REQUESTS:
a - In the guidance on Special Guardianship support assessments, how many days is a person allowed to make representations after a decision not to undertake an assessment?
b - Write out the passage from the Special Guardianship support guidance between "Representations should be" and "other support services.", inclusive.

ARTICLE:
------------

The Local Authority may exercise discretion to provide services to people outside their area in other circumstances where the Local Authority considers it appropriate.
5. Assessment for Special Guardianship Support Services
The following people must receive an assessment at their request, in cases involving a child in care or if the child was in care immediately prior to the making of the Special Guardianship Order (Reg11):
- The child;
- The Special Guardian or prospective Special Guardian;
- A parent.
The following people seeking support may go on to have their needs assessed in accordance to this support:
- The child;
- The Special Guardian or prospective Special Guardian;
- A parent;
- A child of a Special Guardian;
- Any person whom the Local Authority considers to have a significant and ongoing relationship with the child.
If a decision is made not to undertake an assessment the person requesting the assessment should be notified in writing of the decision and the reasons for it. They should be allowed 28 days to make representations in relation to that decision. An appeals process will be offered as outlined in Appendix 1: Special Guardianship Order / Child Arrangement Order – Appeals process for financial assessment.
Representations should be made in the form of a complaint under the Complaints Procedure.
If the Local Authority uses its discretion to assess, then the same process should be used as is carried out for persons entitled to needs led assessment.
An assessment is not always required for the provision of counselling, advice or information unless this is to be provided in association with other support services.
Assessment of support services; in Completing the Assessment for Special Guardianship Support Services the Social Workers Assessment should be based on the Assessment Framework and should consider as far as relevant to the particular assessment (Reg12):
- The developmental needs of the child;
- The parenting capacity of the Special Guardian or prospective Special Guardian;
- The family and environmental factors which have influenced the past life of the child and will influence their future life;
- What the life of the child will be like with the Special Guardian;
- The needs of the Special Guardian or prospective Special Guardian and their family;
- The impact of the order on any pre-existing relationships;
- Multi agency contributions to support needs;
- Any strengths of the child and Special Guardian as well as any difficulties;
- The child's history and experiences to establish specific vulnerabilities which may result from adverse experiences
- Any previous assessments in respect of the child or Special Guardian;
- The views of the child and Special Guardian;
- Use of evidence based assessment tools.
The person whose needs are being assessed should be interviewed unless the assessment relates only to information and advice or unless it is not appropriate to interview a child. In this case the child's Special Guardian or prospective Special Guardian may be interviewed. If the person whose needs are being assessed is not a Special Guardian, an assessment of the Special Guardian(s) needs may be carried out at the same time to avoid undertaking multiple assessments.
If needs identified relate to services provided by health or education services, and it appears there may be resource implications for those services, the assessing social worker should consult with the relevant body during the course of the assessment.

------------

EXCERPTED DATA:

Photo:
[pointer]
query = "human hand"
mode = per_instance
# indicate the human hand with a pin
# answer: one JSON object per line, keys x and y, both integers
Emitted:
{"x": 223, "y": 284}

------------

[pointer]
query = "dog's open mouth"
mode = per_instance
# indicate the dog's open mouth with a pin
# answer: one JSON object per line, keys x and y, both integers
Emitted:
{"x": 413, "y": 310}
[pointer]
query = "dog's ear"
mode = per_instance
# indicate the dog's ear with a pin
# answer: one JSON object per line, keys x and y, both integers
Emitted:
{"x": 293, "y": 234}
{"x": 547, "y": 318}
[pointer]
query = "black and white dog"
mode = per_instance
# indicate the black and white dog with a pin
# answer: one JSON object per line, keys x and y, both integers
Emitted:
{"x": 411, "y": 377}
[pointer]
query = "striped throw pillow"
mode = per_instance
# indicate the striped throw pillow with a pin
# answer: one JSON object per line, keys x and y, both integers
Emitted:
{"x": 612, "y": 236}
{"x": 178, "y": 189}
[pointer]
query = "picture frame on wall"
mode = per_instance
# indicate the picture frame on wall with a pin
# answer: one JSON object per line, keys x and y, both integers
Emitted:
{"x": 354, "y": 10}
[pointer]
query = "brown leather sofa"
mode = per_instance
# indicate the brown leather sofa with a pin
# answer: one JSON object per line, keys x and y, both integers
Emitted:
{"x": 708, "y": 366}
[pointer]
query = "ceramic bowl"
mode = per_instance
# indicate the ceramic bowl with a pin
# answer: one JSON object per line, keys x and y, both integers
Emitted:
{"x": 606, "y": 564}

------------

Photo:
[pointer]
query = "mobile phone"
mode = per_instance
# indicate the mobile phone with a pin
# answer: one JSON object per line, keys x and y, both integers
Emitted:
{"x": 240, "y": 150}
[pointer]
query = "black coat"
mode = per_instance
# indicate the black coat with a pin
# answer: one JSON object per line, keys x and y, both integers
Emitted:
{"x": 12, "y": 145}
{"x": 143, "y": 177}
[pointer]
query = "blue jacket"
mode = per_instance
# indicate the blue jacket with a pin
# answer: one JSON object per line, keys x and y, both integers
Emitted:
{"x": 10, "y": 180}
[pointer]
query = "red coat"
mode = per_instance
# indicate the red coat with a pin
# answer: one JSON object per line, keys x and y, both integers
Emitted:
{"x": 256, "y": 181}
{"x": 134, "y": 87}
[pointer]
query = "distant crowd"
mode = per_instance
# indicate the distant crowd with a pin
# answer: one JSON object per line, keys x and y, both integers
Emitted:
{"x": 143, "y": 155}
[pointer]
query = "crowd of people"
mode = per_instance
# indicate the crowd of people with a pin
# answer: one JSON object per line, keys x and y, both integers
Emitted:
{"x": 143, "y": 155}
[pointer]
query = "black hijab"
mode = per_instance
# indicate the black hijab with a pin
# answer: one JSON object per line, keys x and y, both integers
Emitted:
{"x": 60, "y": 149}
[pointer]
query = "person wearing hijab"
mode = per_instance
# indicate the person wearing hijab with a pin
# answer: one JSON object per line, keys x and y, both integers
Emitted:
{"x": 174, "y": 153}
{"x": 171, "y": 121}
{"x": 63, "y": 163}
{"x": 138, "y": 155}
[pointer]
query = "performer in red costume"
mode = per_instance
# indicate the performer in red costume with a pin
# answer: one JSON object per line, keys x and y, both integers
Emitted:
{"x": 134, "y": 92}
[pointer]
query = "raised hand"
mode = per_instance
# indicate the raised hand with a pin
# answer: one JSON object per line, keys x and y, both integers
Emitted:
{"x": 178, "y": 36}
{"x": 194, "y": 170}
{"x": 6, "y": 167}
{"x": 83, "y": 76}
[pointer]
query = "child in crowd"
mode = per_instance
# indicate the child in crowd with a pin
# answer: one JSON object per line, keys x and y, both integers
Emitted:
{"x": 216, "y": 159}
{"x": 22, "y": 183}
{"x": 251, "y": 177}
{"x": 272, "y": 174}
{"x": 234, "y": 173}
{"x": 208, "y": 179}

------------

ANSWERS BY TASK:
a - 28 days.

b -
Representations should be made in the form of a complaint under the Complaints Procedure.
If the Local Authority uses its discretion to assess, then the same process should be used as is carried out for persons entitled to needs led assessment.
An assessment is not always required for the provision of counselling, advice or information unless this is to be provided in association with other support services.